## Instructions
1. In the interview about guitarists, how many acoustic guitars does The League of Crafty Guitarists use?
2. Repeat the stretch of the interview about guitarists from "HMP: I agree" through "and influenced you?".
3. Carry on the interview about guitarists from the point where it stops.

* begin Source text *

HMP: I agree Snorre does not get his due and his influence can be heard all over the Satyricon albums. I also agree Fenriz, Varg and Euronymous have all received their fair share of accolades which of course they are due. I actually never listened to Ved Buens Ende or Aura Noir, always been on my list but never got to them. Will bump those up on the "to listen" list. So for Van Halen what was your entry point and album of choice. My first experience was 1984 which as a kid blew my mind. The Panama video and Dave’s voice and Eddies playing were things I had never heard before that and sent me out to get that tape! My album of choice would be Fair Warning, what is your favorite Van Halen record and what is it about Eddie’s playing that caught your interest and influenced you?
WHTHD: Fair Warning!!! I wish I could start every tattoo to “Unchained”.My entry point was the s/t album. The stepdad had bought the record, I’m sure after hearing running with the devil or Jaimes Crying on the radio but didn’t like the whole record so he gave it to me. Definitely a life-changing band. I’m not a huge fan of the blues, it’s boring and predictable as fuck but what Van Halen did with it will always be with me forever. Diver Down and back are mandatory for me.
HMP: Fair Warning is s goddamn masterpiece and Unchained is a song that gets the blood pumping like no other! On long runs I drop that late in the playlist to reinvigorate me when the legs want to quit! So moving on to Robert Fripp. I have never listened to one note of music by him. Never heard any King Crimson in my life. To someone like me why would you tell them they should listen to them and what album(s) would you suggest they start with?
WHTHD: Aha wow! Ok well his playing is phenomenal. His sound and his “Fripptronics”, some crazy sustain formula he had were before their time. “In the Court of the Crimson King” was the first of his musick I’d heard. I think this was a bit before people had started adding jazz to rock (or vice versa) and “Prog” was born... but I’m not sure.The “Red” EP is simultaneously the heaviest and most heartbreaking records of it’s time.
Definitely had a huge influence on “math rock” and the like. He also had a school and would have some of his class perform as “The League of Crafty Guitarists”: 14-18 acoustic guitars in a semicircle playing crazy time signatures. His solo work is amazing also and Voivod and Rorschach have covered King Crimson...Voivod...Fuck...
HMP: Fuck yeah let’s discuss Piggy and Voivod! I was late to Voivod and only got there thanks to Headbangers Ball airing the Astronomy Domine video. Nothingface isn’t my favorite album by any stretch but is still special to me as my entry point. What it is about Piggy’s playing that influenced you and what’s your album of choice?

* end Source text *
* begin Given information *

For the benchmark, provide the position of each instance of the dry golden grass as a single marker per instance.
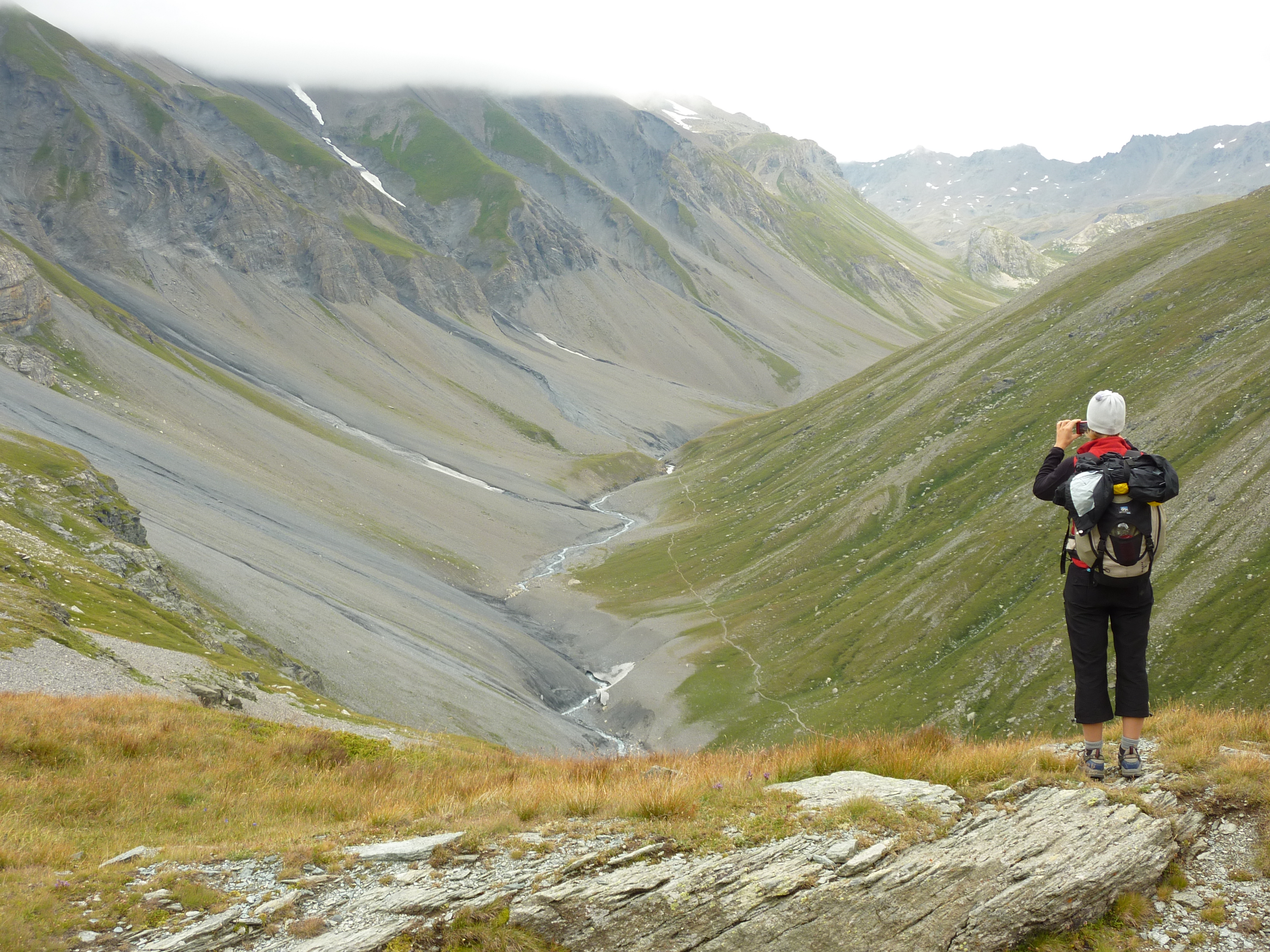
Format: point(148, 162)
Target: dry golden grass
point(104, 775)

* end Given information *

## Results for each task
1. 14-18 acoustic guitars, arranged in a semicircle.

2.
HMP: I agree Snorre does not get his due and his influence can be heard all over the Satyricon albums. I also agree Fenriz, Varg and Euronymous have all received their fair share of accolades which of course they are due. I actually never listened to Ved Buens Ende or Aura Noir, always been on my list but never got to them. Will bump those up on the "to listen" list. So for Van Halen what was your entry point and album of choice. My first experience was 1984 which as a kid blew my mind. The Panama video and Dave’s voice and Eddies playing were things I had never heard before that and sent me out to get that tape! My album of choice would be Fair Warning, what is your favorite Van Halen record and what is it about Eddie’s playing that caught your interest and influenced you?

3.
WHTHD: Killing Technology was my entry point but Dimension Hatross was where they started to innovate, in my opinion. That record and Phobos are probably my two favorites.As far as Piggy’s guitar playing, I’d say it’s the angular riffs that are rooted in metal but it’s like you can tell he listened to more than just metal. This created the backdrop for their brand of post apocalyptic sci-fi sound. His use of effects on Phobos is restrained and perfect.
HMP: I agree 100% Voivod was unabashedly metal while being every bit of something else at the same time. Bigger than the term metal while staying squarely metal. Another thing I wanted to talk about was our shared love of some indie rock bands. I know we have discussed specifically Polvo and Sonic Youth. What about these types of artists grabbed you and did anything they were doing find it’s way into your playing on the LVTHN and Lurker of Chalice albums?
WHTHD: I’d say Labradford’s “A Stable Reference” had more of an impact on the guitar playing on Lurker of Chalice. I dig Ash Bowie’s (Polvo) playing but I’ve never tried to emulate it. At least not yet.
HMP: I never actually heard Labradford and listening to it now. Definitely dig this and can see how this would lend itself to more of an influence than say Polvo. I just remember us talking about those bands and always wondered if they crept into your playing even in some subtle fashion. So I realized I skipped Mark Shippy. I actually have no idea who he is. I am of course about to google him but for whoever is reading this what album(s) should people check out and what was it about his playing that put him on the list?
WHTHD: For Mark Shippy I would say U.S. Maple's Long Hair In Three Stages. I dig Shippy/U.S. Maple because it’s like post punk Captain Beefheart... well sorta. Very skilled and sounds like rehearsed spontaneity and very discordant at times.
HMP: Thanks so much for allowing me to punish you with all these questions!
WHTHD: Danny, I’m way more of a drummer than guitarist. I can play guitar enough to get by but drums are first but it would be impossible to slim that list down to just 6 haha
Photos: Peter Beste (https://www.instagram.com/peterbeste/)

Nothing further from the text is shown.